[WHAT THE TASK ASKS]: Carry on the article about mitochondrial failure and arrhythmias after a heart attack, picking up right after its last sentence.
DOCUMENT PASSAGE Block Start
Power grid failure inside injured cardiac cells triggers post-heart attack arrhythmias

Heart attack survivors often experience dangerous heart rhythm disturbances during treatment designed to restore blood flow to the injured heart muscle, a common and confounding complication of an otherwise lifesaving intervention.

Now a duo of Johns Hopkins researchers working with rat heart cells have shown that such post-heart attack arrhythmias are likely triggered by something akin to a power grid failure inside the injured cardiac cells. This power failure, the team found, is caused by disruption to the cells' mitochondria — the tiny powerhouses that fuel all cell life — when they become destabilized during the "resuscitation" period after a heart attack and trigger chaotic cell-to-cell signaling that interferes with the heart's entire electrical network.

The experiments, described ahead of print in the Journal of Molecular and Cellular Cardiology, offer what scientists believe is a first-of-a-kind detailed glimpse into the chain of events that occur inside the cells of the heart muscle during and after a heart attack. The findings, the research team says, can advance efforts to make heart attack treatment safer.

"Prompt treatment with stents or a balloon angioplasty to open up blocked arteries and restore blood flow to injured areas of the heart muscle is life-saving, yet paradoxically it can also increase the risk for potentially fatal arrhythmias," says Soroosh Solhjoo, Ph.D., a cardiology postdoctoral fellow at the Johns Hopkins University School of Medicine. "We believe our findings not only provide insights into the genesis of these electrical anomalies, but also illuminate a possible way to prevent them."

The experiments reveal that the sudden loss of energy supply to the heart cells and the subsequent rapid "reboot" during treatment causes mitochondria to falter and trigger a whirlwind of aberrant electrical signals. These chaotic signals quickly ripple throughout the entire heart, wreaking havoc in the cell-to-cell electrical signaling needed to keep the heart beating normally.

To mimic the energy starvation of heart muscle during a heart attack, the researchers created a "heart attack in a dish" by covering a thin layer of rat heart cells with glass to cut off the supply of oxygen and nutrients. Then, using a powerful microscope that magnifies and lights up the electrical circuitry of the cells, they watched the chain of events that unfolded inside them. Like a rolling blackout observed from a space satellite, the mitochondria — the cells' energy generators — began flickering out. As mitochondria ceased their energy production, heart cells gradually went motionless.
DOCUMENT PASSAGE Block End
INFORMATION GIVEN Block Start
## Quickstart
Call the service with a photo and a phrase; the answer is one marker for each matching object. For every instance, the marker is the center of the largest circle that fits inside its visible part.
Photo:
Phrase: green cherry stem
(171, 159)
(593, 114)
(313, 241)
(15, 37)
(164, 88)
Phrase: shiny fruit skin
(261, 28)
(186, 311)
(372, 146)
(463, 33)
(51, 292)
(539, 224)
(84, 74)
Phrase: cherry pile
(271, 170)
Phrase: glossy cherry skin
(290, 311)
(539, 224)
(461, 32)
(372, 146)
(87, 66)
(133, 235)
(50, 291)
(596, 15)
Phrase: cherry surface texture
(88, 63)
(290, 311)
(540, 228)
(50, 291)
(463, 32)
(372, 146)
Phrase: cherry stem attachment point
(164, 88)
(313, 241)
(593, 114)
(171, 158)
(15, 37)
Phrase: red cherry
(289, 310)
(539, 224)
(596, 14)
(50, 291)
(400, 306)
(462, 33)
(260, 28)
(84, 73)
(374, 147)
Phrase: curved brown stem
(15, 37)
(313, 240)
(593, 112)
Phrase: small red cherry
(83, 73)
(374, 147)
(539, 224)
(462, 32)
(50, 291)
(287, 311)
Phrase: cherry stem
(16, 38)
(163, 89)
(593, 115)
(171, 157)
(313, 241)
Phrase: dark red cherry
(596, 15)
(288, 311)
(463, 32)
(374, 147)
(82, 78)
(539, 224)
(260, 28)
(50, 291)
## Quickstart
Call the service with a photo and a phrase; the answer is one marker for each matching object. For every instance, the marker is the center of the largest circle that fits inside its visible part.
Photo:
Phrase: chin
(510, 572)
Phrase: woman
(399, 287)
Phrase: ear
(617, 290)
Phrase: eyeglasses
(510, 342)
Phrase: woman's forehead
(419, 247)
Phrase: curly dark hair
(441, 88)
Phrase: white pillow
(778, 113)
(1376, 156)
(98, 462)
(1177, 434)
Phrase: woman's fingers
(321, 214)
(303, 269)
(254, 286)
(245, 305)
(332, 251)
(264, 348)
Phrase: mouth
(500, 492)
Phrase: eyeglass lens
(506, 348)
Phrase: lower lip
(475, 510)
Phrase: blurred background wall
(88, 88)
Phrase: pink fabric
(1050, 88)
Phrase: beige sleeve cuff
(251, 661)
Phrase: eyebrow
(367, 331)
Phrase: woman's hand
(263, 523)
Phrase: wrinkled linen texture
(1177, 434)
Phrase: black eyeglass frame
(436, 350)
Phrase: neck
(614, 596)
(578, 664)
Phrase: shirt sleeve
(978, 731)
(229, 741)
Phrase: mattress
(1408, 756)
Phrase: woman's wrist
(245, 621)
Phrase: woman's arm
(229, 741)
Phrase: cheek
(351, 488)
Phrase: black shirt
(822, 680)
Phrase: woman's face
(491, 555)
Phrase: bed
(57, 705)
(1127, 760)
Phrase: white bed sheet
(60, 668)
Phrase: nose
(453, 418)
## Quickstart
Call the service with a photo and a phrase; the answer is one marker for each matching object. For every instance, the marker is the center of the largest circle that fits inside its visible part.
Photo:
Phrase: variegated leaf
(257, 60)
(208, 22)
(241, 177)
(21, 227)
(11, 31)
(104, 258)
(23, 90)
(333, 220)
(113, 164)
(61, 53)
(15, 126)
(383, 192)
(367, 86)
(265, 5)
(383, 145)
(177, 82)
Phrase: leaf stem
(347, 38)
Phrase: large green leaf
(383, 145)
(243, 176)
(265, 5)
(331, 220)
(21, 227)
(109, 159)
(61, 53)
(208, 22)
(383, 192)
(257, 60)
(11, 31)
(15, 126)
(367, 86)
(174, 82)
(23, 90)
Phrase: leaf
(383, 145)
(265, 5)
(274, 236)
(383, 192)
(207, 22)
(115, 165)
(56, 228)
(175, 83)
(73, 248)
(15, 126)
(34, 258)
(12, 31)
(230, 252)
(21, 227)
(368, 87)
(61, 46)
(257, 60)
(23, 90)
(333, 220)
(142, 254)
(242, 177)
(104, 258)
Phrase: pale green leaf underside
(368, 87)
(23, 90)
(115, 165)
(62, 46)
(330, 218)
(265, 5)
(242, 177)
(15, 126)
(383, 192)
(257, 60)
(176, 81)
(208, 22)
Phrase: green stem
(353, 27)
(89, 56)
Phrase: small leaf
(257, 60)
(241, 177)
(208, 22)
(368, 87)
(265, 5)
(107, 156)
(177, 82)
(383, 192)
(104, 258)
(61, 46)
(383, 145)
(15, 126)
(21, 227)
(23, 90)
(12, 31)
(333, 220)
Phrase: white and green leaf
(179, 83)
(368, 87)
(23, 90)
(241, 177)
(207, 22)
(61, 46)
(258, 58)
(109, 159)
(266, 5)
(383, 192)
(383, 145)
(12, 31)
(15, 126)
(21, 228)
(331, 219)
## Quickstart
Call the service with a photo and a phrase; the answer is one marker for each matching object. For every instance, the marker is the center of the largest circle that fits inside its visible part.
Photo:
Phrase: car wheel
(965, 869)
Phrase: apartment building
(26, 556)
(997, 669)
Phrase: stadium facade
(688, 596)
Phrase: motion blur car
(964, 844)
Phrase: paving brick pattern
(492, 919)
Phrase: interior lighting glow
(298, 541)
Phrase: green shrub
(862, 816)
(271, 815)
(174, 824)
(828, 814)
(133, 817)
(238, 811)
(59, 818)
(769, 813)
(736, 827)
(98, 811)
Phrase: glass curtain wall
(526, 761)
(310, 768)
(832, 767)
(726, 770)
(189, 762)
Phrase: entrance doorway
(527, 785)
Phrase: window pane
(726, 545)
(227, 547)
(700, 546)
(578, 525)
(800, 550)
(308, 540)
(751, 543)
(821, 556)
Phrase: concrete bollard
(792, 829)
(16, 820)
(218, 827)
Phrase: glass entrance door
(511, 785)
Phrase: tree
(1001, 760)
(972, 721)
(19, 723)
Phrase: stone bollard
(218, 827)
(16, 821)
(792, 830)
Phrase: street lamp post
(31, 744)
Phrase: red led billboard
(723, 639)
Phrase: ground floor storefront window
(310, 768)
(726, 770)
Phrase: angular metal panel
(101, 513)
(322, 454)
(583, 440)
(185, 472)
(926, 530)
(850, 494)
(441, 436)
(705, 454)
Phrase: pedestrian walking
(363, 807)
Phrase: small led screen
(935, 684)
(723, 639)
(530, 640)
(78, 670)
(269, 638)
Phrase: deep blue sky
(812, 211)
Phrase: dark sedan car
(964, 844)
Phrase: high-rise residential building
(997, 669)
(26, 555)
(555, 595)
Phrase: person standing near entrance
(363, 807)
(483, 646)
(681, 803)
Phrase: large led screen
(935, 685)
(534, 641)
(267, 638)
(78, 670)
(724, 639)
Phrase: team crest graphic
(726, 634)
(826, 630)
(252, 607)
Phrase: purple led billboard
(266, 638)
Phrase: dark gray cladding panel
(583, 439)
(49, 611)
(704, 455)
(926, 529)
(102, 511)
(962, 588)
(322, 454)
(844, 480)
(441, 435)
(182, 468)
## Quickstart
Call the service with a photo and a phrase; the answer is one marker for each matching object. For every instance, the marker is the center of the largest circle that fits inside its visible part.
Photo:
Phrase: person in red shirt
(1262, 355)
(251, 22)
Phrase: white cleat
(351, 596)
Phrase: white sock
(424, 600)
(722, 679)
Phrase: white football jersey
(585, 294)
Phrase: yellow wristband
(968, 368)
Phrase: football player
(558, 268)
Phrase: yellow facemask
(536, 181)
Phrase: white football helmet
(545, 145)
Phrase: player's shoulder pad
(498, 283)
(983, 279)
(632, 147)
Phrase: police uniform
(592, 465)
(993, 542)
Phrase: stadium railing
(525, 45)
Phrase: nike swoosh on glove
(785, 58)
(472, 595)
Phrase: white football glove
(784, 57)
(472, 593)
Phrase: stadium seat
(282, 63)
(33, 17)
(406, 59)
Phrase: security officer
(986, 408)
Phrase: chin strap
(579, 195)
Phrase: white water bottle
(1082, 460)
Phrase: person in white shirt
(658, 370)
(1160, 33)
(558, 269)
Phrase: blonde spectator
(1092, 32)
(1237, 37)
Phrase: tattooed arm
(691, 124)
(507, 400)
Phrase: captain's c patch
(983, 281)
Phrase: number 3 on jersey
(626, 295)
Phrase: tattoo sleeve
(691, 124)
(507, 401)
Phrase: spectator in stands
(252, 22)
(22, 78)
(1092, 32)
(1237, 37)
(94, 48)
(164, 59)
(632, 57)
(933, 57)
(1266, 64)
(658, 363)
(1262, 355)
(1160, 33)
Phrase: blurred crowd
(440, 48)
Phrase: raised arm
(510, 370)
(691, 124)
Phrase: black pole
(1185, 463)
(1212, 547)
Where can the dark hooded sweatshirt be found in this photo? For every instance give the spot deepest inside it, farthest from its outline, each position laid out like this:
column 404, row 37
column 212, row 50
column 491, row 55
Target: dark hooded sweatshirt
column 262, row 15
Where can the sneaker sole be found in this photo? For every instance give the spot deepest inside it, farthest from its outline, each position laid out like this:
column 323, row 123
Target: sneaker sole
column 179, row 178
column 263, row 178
INFORMATION GIVEN Block End
[TASK RESPONSE]:
When the researchers lifted the glass, allowing oxygen and nutrients to flow back in — much as would be the case during reperfusion treatment with stents for example — the mitochondria flickered back to life. But instead of lighting up all at once, they resumed energy production haltingly — a process the researchers described as oscillation. Like sub-optimally fueled engines, these wavering mitochondria produce energy intermittently. As a result, the underpowered heart cells fire weakly and chaotically, forming a tiny cluster of misfiring muscle tissue, which creates a roadblock in the heart's circuitry. When an electric signal hits such a roadblock, it gets rerouted.

"The disrupted electric impulse gets diverted to neighboring cells, causing them to misfire as well," says Brian O'Rourke, Ph.D., professor of cardiology at the Johns Hopkins University School of Medicine. "Then, the aberrant signal can propagate in abnormal circuitous routes within the heart muscle, eventually leading to full-blown fibrillation." Fibrillation is a life-threatening arrhythmia in which the heart squirms and quivers instead of pumping rhythmically.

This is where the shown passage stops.